— Work to be completed —
Reproduce everything from the line containing "Ground the white vanity" down to the end of the data, offsetting each bounding-box coordinate in the answers by adding 7 and leaving every other line unchanged.

— Data records —

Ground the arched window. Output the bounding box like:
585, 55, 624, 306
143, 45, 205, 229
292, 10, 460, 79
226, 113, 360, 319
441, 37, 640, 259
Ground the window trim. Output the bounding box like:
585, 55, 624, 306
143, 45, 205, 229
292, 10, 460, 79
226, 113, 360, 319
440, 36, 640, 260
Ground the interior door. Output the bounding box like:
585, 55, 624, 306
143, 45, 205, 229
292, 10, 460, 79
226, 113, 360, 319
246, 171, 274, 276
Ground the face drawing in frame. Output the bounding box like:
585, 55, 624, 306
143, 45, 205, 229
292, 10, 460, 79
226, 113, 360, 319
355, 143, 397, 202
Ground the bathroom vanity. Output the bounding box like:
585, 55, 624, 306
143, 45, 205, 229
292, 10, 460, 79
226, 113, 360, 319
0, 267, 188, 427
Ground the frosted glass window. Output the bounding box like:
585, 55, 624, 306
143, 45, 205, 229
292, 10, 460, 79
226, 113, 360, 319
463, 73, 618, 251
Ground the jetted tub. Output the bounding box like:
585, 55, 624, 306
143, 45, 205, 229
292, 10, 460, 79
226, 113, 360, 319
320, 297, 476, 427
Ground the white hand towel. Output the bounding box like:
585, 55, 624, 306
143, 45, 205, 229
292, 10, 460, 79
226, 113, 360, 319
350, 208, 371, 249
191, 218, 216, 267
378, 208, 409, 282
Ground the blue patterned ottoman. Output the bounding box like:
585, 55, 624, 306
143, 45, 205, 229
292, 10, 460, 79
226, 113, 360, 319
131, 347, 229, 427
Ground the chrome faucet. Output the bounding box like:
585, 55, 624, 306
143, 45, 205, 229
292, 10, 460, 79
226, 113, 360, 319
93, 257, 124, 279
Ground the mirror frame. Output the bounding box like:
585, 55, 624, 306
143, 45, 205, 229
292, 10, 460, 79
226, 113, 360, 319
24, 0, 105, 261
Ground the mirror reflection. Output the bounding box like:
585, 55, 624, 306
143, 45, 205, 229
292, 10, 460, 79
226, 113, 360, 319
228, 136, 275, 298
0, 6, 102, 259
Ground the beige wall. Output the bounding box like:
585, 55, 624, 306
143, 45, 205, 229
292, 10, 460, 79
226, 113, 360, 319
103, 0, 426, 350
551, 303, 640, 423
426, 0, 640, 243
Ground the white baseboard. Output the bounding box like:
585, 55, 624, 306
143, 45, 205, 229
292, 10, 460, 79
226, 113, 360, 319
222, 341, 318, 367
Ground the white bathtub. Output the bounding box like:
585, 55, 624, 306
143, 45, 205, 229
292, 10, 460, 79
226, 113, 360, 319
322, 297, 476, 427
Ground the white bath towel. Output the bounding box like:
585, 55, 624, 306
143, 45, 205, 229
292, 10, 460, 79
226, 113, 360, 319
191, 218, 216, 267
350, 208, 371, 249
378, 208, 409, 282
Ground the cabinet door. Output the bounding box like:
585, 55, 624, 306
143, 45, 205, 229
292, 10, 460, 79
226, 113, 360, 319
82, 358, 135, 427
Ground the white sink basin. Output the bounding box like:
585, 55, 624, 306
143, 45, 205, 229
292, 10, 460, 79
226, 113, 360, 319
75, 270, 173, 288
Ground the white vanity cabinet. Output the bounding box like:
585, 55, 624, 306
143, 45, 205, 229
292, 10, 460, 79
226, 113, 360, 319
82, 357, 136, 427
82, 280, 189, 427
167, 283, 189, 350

— Exercise result —
Ground the white vanity cabinet. Output the bounding box like:
585, 55, 624, 306
143, 45, 205, 229
292, 10, 460, 79
226, 113, 360, 319
89, 364, 143, 434
89, 287, 196, 434
174, 290, 196, 357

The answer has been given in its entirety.